Dataset entries:
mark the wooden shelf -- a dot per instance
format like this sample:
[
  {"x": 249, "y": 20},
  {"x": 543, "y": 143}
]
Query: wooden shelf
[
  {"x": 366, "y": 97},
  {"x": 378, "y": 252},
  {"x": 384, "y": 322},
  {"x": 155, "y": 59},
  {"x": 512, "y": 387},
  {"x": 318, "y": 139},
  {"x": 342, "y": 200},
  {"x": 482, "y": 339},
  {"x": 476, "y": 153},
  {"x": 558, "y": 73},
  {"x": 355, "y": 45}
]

_GIVEN EXERCISE_
Write out every line of the items above again, requests included, with each x and y coordinate in the answers multiplied by 1.85 and rounded to a whole number, halves going up. Keep the numbers in the requests and their format samples as they are.

_FINAL RESULT_
mark the wooden shelf -- a dot per instance
format like this sample:
[
  {"x": 249, "y": 20},
  {"x": 543, "y": 143}
]
Query: wooden shelf
[
  {"x": 677, "y": 179},
  {"x": 699, "y": 466},
  {"x": 710, "y": 596},
  {"x": 287, "y": 109},
  {"x": 947, "y": 716},
  {"x": 588, "y": 257},
  {"x": 633, "y": 370},
  {"x": 892, "y": 627},
  {"x": 881, "y": 283},
  {"x": 1032, "y": 135},
  {"x": 657, "y": 83}
]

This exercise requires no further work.